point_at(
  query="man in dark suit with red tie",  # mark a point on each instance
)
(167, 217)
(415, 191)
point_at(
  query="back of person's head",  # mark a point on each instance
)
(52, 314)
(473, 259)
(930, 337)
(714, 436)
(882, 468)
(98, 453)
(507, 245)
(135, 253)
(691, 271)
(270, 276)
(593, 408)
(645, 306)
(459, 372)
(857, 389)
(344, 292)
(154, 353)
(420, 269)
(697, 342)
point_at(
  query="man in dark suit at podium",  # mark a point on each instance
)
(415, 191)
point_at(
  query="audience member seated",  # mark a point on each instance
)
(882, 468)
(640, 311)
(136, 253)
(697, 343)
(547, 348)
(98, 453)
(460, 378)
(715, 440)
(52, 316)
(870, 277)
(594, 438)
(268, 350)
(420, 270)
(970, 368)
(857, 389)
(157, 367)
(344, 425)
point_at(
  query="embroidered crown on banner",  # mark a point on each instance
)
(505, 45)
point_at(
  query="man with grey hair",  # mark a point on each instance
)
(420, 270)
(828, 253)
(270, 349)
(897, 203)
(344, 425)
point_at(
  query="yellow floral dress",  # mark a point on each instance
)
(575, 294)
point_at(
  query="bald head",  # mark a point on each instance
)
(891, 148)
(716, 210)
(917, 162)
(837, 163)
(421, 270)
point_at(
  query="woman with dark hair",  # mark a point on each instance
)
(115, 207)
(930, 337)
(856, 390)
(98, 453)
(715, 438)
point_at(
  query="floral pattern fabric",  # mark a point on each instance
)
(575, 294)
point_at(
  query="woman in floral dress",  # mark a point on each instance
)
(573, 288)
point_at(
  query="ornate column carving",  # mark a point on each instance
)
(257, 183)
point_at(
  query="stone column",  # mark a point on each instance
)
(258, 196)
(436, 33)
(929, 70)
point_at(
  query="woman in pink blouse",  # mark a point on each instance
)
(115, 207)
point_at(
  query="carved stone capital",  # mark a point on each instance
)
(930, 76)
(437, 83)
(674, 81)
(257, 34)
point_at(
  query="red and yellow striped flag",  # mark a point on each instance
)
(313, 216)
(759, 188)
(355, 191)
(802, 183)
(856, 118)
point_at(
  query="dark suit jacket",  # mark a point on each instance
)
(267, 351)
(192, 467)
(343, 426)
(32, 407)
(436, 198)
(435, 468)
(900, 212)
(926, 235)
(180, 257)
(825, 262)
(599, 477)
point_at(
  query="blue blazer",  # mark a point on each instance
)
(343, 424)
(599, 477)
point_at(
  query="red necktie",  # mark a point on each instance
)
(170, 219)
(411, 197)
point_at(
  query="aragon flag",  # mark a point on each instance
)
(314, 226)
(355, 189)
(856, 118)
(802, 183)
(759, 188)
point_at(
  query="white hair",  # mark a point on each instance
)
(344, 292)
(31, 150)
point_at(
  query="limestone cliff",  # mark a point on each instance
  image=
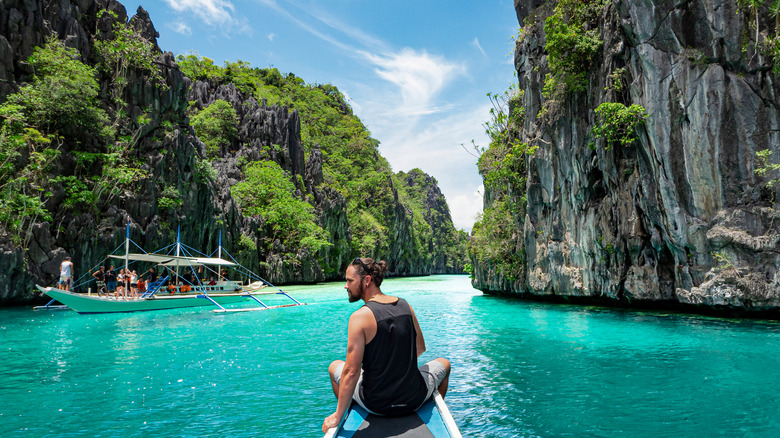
════
- [Task goal]
Please gather and copy out every line of the items above that contains the word "dress".

- [Expected output]
  query="yellow floral dress",  # mark a point on each instance
  query="woman in floral dress",  # mark a point on each instance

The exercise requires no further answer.